Reproduce everything from the line containing "indicate the tree trunk with a point" down to the end of the records, substituting "mark" for "indicate" and leaving all other text unchanged.

▶ ENTRIES SHOWN
********

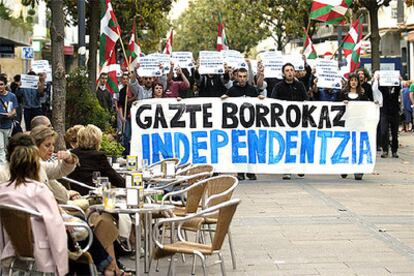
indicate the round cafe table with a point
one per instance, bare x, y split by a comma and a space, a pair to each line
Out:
147, 211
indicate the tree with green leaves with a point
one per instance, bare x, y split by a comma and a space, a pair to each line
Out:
284, 18
372, 7
196, 29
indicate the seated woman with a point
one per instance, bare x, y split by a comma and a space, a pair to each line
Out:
91, 159
71, 136
56, 165
24, 189
105, 232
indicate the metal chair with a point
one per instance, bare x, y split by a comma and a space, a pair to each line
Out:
17, 223
224, 212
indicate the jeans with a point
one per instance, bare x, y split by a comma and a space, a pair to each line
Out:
389, 122
126, 137
4, 141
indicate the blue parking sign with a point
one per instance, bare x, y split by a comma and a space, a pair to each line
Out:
27, 53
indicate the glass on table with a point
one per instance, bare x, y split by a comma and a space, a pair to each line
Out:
110, 159
145, 169
95, 176
109, 199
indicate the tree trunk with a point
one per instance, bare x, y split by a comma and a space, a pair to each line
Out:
58, 68
375, 38
94, 8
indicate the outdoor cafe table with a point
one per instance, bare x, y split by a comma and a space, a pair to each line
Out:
147, 210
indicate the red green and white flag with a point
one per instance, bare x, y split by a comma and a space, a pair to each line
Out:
168, 45
111, 68
222, 43
134, 50
110, 32
352, 46
329, 11
308, 48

********

▶ COMPLETE RESPONSE
mark the tree trunk with a point
one per instance, bare x, y split by a comma and a space, a pair to each line
Out:
58, 68
375, 38
94, 8
mark the outdoor cafe table with a point
one per instance, bare x, y split by a comma and a space, a pair to each line
Out:
147, 210
mark the red green and white flag with a point
one per instance, bare x, y split by a comma and a space, a pair to each line
Out:
168, 45
111, 68
222, 43
134, 50
110, 32
352, 46
329, 11
308, 48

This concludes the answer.